→ **Required work**:
Each record should be set down again so that it matches the original exactly.

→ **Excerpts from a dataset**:
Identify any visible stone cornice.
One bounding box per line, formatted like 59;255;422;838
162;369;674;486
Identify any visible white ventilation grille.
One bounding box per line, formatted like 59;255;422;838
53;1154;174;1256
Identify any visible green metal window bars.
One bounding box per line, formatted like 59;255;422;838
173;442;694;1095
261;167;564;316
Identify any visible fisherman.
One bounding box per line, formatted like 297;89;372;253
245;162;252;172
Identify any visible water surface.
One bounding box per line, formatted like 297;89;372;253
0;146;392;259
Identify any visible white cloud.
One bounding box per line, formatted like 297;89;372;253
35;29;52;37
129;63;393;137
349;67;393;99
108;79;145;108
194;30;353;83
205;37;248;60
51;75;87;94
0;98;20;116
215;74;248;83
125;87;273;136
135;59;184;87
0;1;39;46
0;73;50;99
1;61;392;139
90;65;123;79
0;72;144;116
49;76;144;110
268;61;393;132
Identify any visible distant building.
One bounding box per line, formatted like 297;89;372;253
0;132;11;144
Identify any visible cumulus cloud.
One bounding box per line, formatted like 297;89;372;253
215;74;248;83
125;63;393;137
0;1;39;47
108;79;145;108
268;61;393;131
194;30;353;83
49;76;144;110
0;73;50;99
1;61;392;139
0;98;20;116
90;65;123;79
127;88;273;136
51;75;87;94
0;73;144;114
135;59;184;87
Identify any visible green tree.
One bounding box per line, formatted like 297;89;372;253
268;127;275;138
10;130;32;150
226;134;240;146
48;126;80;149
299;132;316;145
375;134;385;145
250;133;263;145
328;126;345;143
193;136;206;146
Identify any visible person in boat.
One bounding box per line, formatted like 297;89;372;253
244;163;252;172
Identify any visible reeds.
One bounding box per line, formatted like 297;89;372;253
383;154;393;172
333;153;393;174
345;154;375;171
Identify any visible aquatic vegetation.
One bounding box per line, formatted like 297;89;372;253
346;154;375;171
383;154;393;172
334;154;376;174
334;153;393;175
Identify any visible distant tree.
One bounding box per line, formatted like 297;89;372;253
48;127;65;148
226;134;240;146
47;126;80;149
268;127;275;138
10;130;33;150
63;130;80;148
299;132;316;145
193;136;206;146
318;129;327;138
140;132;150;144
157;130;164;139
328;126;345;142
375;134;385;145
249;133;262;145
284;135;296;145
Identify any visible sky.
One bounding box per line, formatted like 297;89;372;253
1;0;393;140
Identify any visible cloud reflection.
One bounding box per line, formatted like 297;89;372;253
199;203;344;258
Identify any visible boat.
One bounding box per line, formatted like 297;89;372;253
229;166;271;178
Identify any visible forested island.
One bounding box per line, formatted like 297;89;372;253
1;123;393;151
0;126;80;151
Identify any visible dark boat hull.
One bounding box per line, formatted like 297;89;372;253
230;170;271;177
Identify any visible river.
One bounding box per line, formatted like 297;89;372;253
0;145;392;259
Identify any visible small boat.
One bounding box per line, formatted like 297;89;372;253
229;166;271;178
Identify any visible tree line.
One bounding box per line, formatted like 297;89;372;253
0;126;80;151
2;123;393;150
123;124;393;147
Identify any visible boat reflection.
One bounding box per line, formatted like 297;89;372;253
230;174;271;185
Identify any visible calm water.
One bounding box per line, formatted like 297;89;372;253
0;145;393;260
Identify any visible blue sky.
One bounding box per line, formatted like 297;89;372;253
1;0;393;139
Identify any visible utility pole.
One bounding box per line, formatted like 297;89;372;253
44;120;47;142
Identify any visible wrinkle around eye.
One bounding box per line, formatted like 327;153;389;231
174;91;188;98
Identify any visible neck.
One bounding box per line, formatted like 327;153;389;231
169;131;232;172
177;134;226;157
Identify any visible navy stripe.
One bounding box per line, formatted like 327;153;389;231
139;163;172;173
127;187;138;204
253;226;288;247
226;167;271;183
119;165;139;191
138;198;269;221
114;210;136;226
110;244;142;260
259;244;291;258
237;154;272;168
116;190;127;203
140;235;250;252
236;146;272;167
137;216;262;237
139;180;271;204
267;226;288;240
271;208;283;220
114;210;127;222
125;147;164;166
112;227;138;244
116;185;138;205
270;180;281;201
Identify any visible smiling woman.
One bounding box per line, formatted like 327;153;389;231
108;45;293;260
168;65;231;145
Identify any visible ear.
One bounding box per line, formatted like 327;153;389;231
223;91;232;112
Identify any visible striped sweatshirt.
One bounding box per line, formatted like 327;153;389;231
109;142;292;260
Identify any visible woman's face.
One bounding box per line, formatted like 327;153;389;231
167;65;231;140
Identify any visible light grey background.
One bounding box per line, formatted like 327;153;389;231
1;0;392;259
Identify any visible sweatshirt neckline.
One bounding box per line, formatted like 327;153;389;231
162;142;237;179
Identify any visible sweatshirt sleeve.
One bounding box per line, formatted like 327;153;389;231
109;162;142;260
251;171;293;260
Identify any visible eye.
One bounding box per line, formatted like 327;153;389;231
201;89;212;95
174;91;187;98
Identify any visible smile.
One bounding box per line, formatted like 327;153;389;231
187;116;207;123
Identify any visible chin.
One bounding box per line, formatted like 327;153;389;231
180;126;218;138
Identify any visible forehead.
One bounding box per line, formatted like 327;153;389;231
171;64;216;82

→ **The completed task**:
Identify any visible stone cornice.
One bounding box per line, formatted like 59;255;422;838
162;369;674;486
Identify any visible white ventilation grille.
One bounding box per line, formatted like 59;255;422;838
53;1154;174;1256
Identify any visible green metal window bars.
One bounding box per line, formatted like 59;255;422;838
173;442;694;1095
261;167;564;316
Identify any visible fisherman.
One bounding box per line, formatted like 297;89;372;253
245;162;252;172
Identify any visible water surface.
One bounding box per line, formatted like 297;89;372;253
0;146;392;259
Identify any visible white cloud.
One bounding box per line, formatted like 297;89;372;253
35;29;52;37
129;63;393;137
349;67;393;99
108;79;145;108
194;30;353;83
205;37;248;60
51;75;87;94
0;98;20;116
215;74;248;83
125;87;273;136
135;59;184;87
0;1;39;46
0;73;50;99
1;61;392;139
90;65;123;79
0;72;144;116
49;76;144;110
268;61;393;132
Identify any visible distant building.
One bounding box per line, formatted like 297;89;372;253
0;132;11;144
Identify any visible cumulus cloud.
One bounding box per line, formatted like 297;89;372;253
215;74;248;83
125;63;393;137
0;1;39;47
108;79;145;108
268;61;393;131
194;30;353;83
49;76;144;110
0;73;50;99
1;61;392;139
0;98;20;116
90;65;123;79
127;88;273;136
51;75;87;94
0;73;144;114
135;59;184;87
Identify any visible green tree.
One bounding box per line, formatted like 297;89;372;253
268;127;275;138
10;130;32;150
226;134;240;146
48;126;80;149
299;132;316;145
375;134;385;145
250;133;263;145
328;126;345;143
193;136;206;146
Identify any visible person in boat.
One bounding box per line, formatted like 297;89;372;253
244;163;252;172
Identify any visible reeds.
One bounding box per line, formatted like 297;89;372;253
383;154;393;172
333;153;393;174
345;154;375;171
Identify any visible aquatic vegetation.
One bounding box per line, formatted like 297;89;372;253
346;154;375;171
383;154;393;172
334;154;376;174
334;153;393;175
Identify any visible distant tree.
One bounding box per line, formatted like 297;89;372;253
48;127;65;148
226;134;240;146
47;126;80;149
268;127;275;138
10;130;33;150
63;130;80;148
299;132;316;145
193;136;206;146
318;129;327;138
140;132;150;144
157;130;164;139
328;126;345;142
375;134;385;145
249;133;262;145
284;135;296;145
Identify any visible sky.
One bounding box per line, formatted like 297;89;372;253
1;0;393;140
Identify any visible cloud reflection.
One bounding box per line, formatted like 297;89;372;253
199;203;344;258
Identify any visible boat.
One bounding box per line, formatted like 297;89;372;253
229;166;271;178
Identify any visible forested island.
One bounding box per line, formatted like 297;89;372;253
1;123;393;151
0;126;80;151
Identify any visible dark boat hull.
One bounding box per line, formatted like 297;89;372;253
230;170;271;177
Identify any visible river.
One bounding box per line, formatted like 297;89;372;253
0;145;392;259
Identify any visible small boat.
One bounding box per line, formatted like 297;89;372;253
229;166;271;178
Identify any visible tree line.
One bounding box per line, formatted like 297;89;372;253
0;126;80;151
2;123;393;150
123;124;393;147
Identify any visible boat reflection.
One bounding box per line, formatted like 297;89;372;253
230;174;271;185
Identify any visible calm water.
One bounding box per line, formatted like 297;89;372;253
0;145;393;260
Identify any visible blue sky.
One bounding box per line, formatted like 297;89;372;253
1;0;393;139
Identify any visible utility pole.
One bounding box per line, formatted like 297;89;372;253
44;120;47;142
Identify any visible wrinkle around eye.
One bounding box per line, formatted like 327;153;389;231
174;91;188;98
Identify any visible neck.
One bounding box per line, formatted like 327;153;389;231
169;131;232;172
177;134;226;157
Identify any visible navy stripe.
One bounding box per line, formatted like 327;153;389;231
139;163;172;173
127;187;138;204
253;226;288;247
226;167;271;183
119;165;139;191
138;198;269;221
114;210;136;226
110;244;142;260
259;244;291;258
237;154;272;168
116;190;127;203
140;235;250;252
236;146;272;167
137;216;262;237
139;180;271;204
267;226;288;240
271;208;283;220
114;210;127;222
125;147;164;166
112;227;138;244
116;185;138;205
270;180;281;201
Identify any visible smiling woman.
One bounding box per line, formatted like 327;153;389;231
108;45;293;260
168;65;231;145
Identify any visible ear.
One bounding box per line, formatted like 327;153;389;231
223;91;232;112
Identify any visible striped sweatshirt.
One bounding box per line, formatted like 327;153;389;231
109;142;292;260
Identify any visible woman's face.
One bounding box per line, formatted like 327;153;389;231
167;65;231;140
Identify any visible light grey background.
One bounding box per line, formatted like 327;153;389;231
1;0;392;259
Identify any visible sweatshirt neckline.
One bounding box per line, formatted like 327;153;389;231
162;142;237;179
Identify any visible sweatshirt sleeve.
One bounding box per line, formatted like 327;153;389;231
109;162;142;260
251;171;293;260
Identify any visible eye.
One bounding box per line, formatted like 327;153;389;231
201;89;212;95
174;91;187;98
Identify any visible smile.
One bounding box per line, formatted like 327;153;389;231
187;116;207;123
Identify any visible chin.
One bounding box per line, formatted like 327;153;389;231
180;126;218;138
Identify any visible forehead.
One bounding box per line, formatted like 327;153;389;231
171;64;216;82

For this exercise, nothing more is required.